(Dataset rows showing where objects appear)
┌──

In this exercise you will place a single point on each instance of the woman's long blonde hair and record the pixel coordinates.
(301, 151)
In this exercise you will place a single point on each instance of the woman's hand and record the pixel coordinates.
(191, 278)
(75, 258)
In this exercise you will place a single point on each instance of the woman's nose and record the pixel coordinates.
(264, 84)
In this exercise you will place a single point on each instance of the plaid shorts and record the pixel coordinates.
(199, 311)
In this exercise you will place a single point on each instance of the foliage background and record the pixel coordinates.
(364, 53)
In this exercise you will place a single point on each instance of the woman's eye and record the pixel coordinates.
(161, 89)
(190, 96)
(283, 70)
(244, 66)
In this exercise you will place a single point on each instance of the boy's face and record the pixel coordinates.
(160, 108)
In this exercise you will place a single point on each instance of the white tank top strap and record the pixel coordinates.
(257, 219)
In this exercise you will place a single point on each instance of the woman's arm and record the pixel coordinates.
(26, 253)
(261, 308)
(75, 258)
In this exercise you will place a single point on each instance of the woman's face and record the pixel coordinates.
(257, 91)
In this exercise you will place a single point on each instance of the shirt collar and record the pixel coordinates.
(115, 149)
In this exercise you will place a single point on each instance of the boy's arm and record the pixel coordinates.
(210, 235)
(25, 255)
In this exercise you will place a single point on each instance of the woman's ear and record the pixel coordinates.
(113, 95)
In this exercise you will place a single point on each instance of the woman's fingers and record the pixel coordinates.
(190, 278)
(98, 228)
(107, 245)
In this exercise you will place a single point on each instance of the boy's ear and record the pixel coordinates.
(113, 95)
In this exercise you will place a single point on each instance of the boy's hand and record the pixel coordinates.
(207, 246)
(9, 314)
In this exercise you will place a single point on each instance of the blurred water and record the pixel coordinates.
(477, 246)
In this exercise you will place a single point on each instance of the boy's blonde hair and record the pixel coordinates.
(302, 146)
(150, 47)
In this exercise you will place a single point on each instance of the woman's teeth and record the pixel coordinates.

└──

== Exercise prompt ==
Rescale only the data starting with the line that contains "boy's arm and record the pixel coordinates." and going on through the end of the data, both ends included. Write every one of those lines out again, with the requests unchanged and each point coordinate multiplied by 2.2 and rounded to a whole number, halves rounding up.

== Response to this exercise ==
In this exercise you will place a single point on each instance of the boy's arm and record the pixel coordinates.
(462, 517)
(55, 561)
In this exercise you will place a single point on each instance of the woman's ear and record the pixel coordinates.
(249, 209)
In this exercise you will place a single point on each instance of the woman's fingers and record the pixel coordinates.
(418, 612)
(216, 502)
(235, 539)
In this exercise you will place a single point on each instance of the boy's ear and record the pixel coordinates.
(249, 209)
In this exercise you will place a single point on each instance of the boy's hand and record the pixel coordinates.
(455, 541)
(20, 691)
In this exercise you will place a single point on each instance of the blurred water and record the pixel coordinates.
(1049, 541)
In this exercise you will place a single point on each instance of the boy's blonde hair and record the pixel coordinates.
(664, 321)
(330, 103)
In this exercise you will place a single point on each instance of the woman's teeth and record the pixel coordinates.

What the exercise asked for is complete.